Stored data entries
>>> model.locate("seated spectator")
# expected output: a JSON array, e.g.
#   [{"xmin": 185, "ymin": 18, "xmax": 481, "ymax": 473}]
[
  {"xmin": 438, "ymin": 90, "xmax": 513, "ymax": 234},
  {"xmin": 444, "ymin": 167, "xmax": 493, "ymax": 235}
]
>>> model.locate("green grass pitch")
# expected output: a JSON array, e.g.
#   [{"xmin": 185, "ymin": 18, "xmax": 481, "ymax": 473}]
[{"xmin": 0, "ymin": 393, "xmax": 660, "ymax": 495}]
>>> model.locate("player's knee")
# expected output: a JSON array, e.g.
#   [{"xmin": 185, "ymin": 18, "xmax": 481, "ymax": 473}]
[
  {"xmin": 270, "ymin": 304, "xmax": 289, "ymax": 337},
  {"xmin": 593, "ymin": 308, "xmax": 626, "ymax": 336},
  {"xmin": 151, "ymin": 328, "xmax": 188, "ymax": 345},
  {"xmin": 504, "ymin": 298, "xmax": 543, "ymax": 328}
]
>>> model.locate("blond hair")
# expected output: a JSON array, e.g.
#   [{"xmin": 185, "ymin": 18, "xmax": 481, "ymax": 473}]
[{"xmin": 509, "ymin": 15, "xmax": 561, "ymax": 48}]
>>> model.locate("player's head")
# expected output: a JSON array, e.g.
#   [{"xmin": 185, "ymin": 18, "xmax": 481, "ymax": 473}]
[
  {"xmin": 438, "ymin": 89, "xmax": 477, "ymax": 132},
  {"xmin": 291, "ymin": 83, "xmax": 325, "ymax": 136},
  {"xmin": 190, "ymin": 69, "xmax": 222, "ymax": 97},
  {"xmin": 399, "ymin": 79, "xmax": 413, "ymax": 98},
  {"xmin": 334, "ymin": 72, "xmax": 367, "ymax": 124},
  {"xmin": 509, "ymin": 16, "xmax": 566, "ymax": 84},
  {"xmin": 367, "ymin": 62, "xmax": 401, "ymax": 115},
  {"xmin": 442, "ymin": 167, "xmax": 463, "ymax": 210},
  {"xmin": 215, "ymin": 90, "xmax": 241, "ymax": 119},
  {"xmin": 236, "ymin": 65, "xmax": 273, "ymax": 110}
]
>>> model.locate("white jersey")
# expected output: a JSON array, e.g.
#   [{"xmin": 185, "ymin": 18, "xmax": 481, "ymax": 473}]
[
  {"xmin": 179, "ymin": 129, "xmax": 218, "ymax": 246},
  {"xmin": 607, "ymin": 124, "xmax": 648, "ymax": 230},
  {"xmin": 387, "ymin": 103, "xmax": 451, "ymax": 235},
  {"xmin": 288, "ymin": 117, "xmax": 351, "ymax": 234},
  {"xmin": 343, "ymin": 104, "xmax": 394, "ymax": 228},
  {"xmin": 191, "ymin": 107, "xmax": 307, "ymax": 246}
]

• [Work to complete]: Find every line of the listing above that contains the string "player", and copy each of those lines. Case counts.

• [Exercise answer]:
>>> model.locate("player's knee")
>>> model.locate("player's head")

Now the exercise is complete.